**Written instruction**
Pull out every line of the entries below that contains the string "retaining", treating uppercase and lowercase letters as different.

**Information provided**
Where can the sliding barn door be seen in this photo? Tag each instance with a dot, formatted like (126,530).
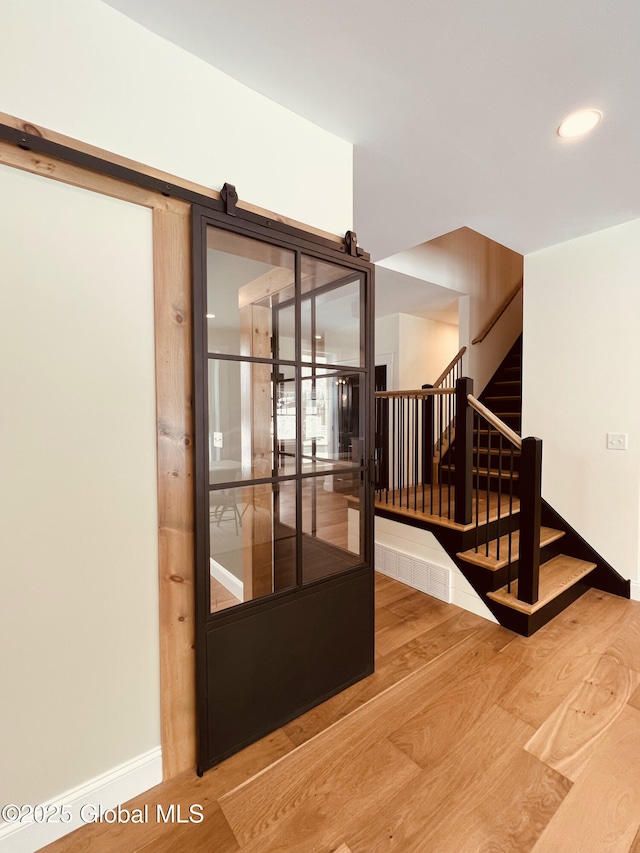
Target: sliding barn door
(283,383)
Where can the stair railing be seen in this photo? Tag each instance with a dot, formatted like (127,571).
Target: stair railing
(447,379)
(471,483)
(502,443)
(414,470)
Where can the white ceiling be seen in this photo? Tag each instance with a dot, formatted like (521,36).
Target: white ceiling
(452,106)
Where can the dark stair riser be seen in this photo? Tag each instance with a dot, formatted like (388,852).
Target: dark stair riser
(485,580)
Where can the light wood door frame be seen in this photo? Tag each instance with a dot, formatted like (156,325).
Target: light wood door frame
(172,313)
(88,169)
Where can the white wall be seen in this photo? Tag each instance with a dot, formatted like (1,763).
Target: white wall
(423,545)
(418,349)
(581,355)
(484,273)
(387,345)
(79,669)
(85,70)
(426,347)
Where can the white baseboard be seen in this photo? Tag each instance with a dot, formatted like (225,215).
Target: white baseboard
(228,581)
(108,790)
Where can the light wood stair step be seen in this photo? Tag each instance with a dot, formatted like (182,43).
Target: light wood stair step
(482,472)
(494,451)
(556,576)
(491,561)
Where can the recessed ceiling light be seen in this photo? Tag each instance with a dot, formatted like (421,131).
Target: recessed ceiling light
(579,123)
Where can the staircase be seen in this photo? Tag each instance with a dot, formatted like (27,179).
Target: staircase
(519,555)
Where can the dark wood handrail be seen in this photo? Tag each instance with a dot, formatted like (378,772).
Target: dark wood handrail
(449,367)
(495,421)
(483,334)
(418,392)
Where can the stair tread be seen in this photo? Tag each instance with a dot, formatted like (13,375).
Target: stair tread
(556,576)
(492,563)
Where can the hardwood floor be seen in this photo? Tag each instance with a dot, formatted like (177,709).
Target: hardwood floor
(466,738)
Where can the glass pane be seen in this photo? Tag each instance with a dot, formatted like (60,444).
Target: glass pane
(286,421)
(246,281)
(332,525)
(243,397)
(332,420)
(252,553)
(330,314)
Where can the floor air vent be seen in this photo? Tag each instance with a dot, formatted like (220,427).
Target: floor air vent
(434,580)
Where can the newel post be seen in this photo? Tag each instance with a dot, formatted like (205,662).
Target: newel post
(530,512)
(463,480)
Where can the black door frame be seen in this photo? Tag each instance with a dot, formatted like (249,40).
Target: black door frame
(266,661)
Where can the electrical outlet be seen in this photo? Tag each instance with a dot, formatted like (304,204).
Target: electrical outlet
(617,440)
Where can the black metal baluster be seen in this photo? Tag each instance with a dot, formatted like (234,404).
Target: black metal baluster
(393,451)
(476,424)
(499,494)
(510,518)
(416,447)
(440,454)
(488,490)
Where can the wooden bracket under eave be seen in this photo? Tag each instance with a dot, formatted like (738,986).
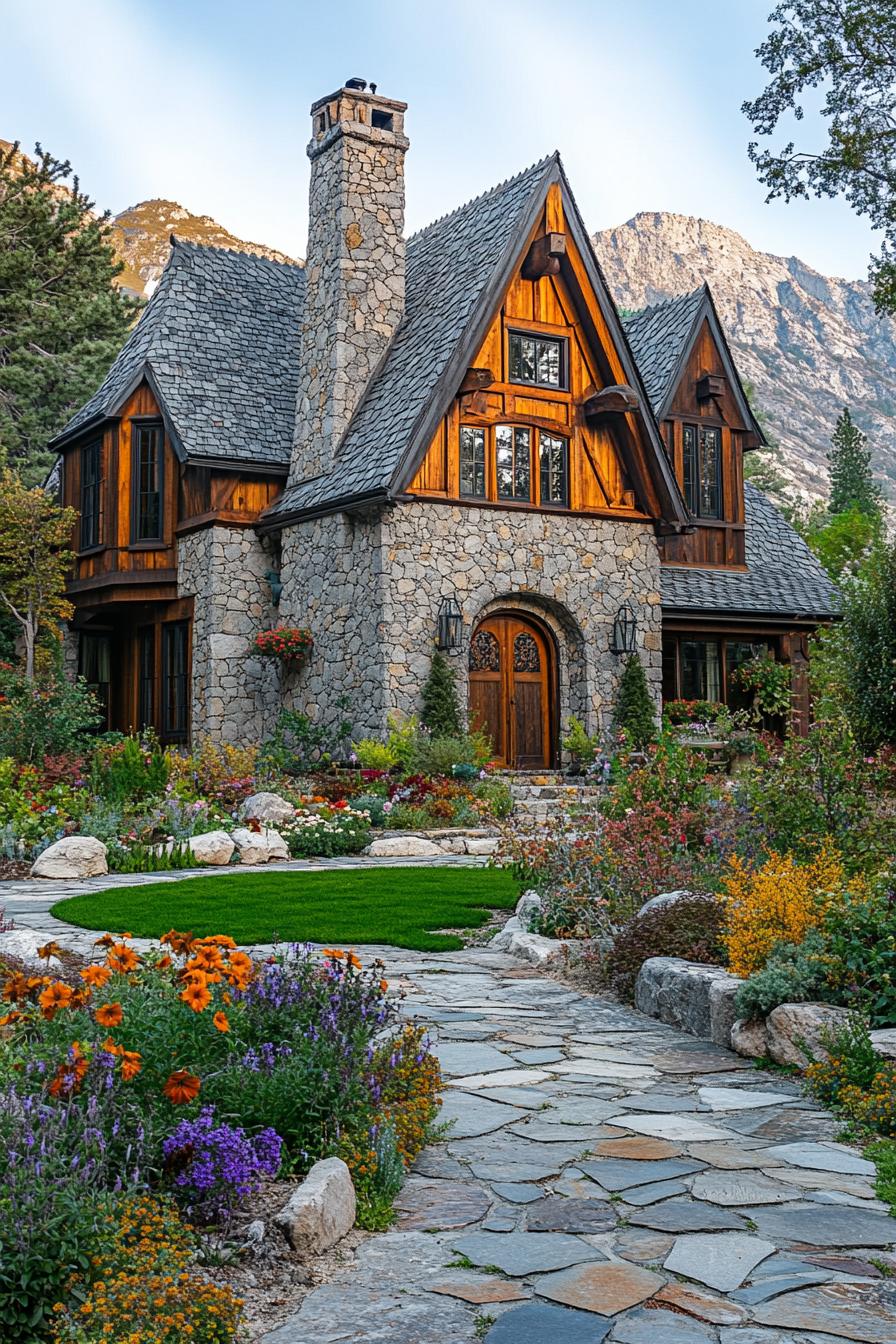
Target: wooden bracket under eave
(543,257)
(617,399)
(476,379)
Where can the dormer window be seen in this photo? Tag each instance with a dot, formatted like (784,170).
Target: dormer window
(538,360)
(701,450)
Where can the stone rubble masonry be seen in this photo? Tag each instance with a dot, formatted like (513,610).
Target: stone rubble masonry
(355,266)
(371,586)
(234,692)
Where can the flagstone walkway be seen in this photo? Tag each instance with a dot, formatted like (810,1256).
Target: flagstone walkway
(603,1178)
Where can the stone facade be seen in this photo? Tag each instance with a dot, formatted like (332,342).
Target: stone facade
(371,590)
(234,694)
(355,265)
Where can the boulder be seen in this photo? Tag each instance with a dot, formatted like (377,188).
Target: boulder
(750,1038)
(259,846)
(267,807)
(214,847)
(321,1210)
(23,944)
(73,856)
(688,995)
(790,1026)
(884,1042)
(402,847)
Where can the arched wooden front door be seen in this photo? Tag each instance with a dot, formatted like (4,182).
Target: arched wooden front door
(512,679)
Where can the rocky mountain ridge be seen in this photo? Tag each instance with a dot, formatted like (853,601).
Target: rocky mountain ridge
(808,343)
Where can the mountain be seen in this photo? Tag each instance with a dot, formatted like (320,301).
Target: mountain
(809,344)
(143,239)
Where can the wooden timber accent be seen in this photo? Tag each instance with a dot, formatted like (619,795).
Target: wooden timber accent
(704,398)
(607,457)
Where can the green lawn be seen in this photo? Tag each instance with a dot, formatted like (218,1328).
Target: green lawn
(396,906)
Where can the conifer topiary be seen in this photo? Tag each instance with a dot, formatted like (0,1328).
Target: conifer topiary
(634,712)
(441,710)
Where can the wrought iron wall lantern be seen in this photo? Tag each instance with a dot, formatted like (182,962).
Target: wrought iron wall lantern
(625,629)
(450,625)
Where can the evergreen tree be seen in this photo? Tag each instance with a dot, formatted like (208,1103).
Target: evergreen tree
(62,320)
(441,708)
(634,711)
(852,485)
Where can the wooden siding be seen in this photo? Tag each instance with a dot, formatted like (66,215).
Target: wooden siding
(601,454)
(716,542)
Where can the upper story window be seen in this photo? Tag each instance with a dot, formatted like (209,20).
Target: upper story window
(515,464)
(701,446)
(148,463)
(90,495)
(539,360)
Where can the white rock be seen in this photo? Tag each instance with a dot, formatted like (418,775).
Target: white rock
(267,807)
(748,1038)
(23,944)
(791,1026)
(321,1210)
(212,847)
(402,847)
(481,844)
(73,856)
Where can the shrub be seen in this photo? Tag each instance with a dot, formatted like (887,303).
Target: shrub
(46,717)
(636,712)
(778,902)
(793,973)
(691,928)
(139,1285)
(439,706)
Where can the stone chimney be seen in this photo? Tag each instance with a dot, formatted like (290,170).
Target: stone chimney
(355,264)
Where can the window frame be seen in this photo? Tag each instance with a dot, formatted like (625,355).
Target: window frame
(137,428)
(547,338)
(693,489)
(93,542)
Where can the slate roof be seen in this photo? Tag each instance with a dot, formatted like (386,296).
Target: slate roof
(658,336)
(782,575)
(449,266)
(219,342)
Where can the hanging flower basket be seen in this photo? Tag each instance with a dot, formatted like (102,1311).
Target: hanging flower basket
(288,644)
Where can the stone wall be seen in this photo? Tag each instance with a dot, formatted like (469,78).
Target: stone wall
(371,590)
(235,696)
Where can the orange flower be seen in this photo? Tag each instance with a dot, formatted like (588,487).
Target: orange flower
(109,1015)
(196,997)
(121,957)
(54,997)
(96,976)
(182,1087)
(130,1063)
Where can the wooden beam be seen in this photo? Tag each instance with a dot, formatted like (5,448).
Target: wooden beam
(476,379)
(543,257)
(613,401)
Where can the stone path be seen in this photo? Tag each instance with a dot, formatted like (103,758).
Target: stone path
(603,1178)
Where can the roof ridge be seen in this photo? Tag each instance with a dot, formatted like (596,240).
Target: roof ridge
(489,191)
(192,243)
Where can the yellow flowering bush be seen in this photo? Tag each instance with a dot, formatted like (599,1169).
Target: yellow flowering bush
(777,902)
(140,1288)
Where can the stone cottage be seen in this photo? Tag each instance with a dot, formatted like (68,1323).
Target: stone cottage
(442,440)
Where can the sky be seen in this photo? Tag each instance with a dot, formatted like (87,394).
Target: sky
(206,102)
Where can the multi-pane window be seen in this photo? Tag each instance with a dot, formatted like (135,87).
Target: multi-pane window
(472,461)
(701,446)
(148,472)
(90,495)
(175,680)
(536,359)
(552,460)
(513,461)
...
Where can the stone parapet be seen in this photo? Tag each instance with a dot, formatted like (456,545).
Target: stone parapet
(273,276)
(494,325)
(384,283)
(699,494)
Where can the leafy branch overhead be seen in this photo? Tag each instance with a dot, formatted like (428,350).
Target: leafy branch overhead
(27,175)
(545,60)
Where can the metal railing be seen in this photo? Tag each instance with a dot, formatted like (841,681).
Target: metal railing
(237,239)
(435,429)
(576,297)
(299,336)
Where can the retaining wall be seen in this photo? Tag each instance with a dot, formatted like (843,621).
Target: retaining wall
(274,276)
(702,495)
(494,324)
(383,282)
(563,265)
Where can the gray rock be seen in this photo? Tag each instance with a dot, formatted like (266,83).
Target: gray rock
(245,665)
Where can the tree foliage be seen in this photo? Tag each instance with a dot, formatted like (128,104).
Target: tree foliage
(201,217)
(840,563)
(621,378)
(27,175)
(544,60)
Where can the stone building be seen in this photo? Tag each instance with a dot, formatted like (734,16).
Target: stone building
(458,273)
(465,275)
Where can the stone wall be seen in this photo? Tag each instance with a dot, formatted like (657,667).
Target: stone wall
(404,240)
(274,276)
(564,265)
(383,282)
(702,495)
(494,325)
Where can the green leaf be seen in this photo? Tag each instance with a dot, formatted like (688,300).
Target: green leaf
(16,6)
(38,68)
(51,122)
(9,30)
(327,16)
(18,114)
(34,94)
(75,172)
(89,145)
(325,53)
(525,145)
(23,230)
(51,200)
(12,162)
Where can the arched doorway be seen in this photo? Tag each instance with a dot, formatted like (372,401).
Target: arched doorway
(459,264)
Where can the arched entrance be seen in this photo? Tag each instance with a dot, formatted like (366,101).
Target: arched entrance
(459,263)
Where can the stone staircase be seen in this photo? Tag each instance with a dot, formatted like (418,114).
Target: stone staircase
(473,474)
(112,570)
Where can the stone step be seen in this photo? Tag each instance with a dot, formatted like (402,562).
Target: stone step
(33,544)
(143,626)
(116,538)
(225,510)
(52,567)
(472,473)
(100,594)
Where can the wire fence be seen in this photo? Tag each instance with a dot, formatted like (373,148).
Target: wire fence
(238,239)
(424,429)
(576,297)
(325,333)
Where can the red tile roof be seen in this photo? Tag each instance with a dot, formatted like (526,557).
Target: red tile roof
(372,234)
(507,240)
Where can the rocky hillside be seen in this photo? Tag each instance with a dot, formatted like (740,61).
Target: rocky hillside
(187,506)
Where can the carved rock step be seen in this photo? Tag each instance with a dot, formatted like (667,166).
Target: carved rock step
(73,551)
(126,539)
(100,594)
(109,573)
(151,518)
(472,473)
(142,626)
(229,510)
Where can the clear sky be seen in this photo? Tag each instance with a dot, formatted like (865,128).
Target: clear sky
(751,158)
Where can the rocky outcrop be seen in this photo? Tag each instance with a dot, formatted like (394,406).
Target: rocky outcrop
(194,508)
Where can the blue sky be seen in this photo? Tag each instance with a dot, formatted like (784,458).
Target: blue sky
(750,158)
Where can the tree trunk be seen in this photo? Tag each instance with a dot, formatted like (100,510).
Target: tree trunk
...
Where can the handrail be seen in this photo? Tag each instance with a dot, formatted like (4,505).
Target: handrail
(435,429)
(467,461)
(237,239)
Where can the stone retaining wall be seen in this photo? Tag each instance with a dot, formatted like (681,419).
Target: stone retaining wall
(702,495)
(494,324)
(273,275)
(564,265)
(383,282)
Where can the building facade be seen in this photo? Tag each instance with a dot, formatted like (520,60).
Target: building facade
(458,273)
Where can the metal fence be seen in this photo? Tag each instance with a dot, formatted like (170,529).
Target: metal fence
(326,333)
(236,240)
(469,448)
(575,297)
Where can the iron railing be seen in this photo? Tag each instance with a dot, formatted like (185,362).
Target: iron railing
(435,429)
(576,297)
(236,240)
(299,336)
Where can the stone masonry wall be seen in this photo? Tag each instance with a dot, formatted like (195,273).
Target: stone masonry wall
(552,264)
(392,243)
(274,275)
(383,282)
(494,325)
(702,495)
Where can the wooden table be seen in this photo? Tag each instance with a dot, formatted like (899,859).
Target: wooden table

**Answer**
Where can the retaining wall be seen in this photo? Tag each instance with a dot, formatted like (843,621).
Target: retaining wall
Where can the stone retaining wall be seen in this photo? Tag each instance with a dot, formatted like (681,419).
Target: stone retaining wall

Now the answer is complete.